• _Excerpt to read_
The log predictive probability log(p(kt)) of the actual response was assumed to be linearly related to τ, higher surprise causing slower responses [16]. We mapped log(p(kt)) to τpredicted using the response parameters ρ. Then we computed the Gaussian densities p(τ|τpredicted, σ). The goal was to find θ and ρ that maximize the product of these densities, that is, the likelihood of the measured response latencies to the sequence elements. In order to approximate θ and ρ that maximize this likelihood, we performed random search in the space of θ for 1000 iterations (for the convergence of the random search procedure, see A Text in S2 Appendix). In each iteration, we fitted ρ using OLS (thus, ρ was a deterministic function of θ). We repeated the search procedure 10 times, yielding 10 samples from the posterior distribution, and θ associated with the highest likelihood of participants’ responses was chosen as the MAP estimate of the hypermarameters.

• _Given task_
In the passage on fitting response latencies, what method was used to fit ρ in each iteration of the random search?

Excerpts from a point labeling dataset
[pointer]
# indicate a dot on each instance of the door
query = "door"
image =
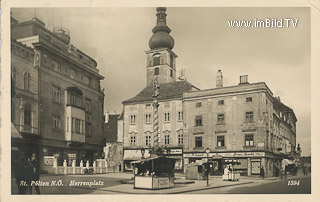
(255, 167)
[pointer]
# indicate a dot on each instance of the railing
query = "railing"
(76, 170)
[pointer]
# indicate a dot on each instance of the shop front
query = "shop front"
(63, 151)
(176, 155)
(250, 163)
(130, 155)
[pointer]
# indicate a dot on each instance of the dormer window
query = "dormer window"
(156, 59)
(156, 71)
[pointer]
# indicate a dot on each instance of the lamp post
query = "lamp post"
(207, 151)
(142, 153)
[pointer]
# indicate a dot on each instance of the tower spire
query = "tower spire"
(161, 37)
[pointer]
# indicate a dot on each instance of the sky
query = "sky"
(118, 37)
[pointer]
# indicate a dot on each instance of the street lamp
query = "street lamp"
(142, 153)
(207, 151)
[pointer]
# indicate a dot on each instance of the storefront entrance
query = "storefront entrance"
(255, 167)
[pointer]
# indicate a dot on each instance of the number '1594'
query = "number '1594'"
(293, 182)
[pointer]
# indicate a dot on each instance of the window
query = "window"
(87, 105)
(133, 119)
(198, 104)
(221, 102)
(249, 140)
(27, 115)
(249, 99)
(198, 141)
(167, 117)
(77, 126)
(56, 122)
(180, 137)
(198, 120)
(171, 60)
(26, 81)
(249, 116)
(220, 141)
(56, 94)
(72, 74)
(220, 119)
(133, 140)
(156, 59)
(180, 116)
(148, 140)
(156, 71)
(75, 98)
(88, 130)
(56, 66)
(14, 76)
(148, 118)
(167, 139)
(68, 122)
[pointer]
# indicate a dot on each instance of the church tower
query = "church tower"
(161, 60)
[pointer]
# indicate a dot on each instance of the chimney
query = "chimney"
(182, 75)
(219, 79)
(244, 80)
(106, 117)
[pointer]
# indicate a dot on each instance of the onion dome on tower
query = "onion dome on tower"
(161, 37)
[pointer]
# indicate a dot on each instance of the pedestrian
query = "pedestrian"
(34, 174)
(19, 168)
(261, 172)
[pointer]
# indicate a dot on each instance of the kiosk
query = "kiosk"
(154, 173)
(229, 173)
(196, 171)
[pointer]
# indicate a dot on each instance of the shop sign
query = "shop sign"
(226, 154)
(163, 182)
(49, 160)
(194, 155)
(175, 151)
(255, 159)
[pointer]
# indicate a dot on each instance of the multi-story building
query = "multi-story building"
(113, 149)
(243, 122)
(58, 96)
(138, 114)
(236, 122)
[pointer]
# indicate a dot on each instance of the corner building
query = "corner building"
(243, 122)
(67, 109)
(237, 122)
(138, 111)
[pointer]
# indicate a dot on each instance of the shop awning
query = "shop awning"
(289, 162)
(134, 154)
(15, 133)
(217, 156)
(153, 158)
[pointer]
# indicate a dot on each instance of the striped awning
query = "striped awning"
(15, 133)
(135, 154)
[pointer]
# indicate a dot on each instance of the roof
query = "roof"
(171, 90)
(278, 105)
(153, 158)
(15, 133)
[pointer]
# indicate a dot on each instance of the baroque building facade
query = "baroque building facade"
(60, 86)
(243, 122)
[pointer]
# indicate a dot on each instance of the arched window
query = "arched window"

• _Finished task_
OLS, which made ρ a deterministic function of θ.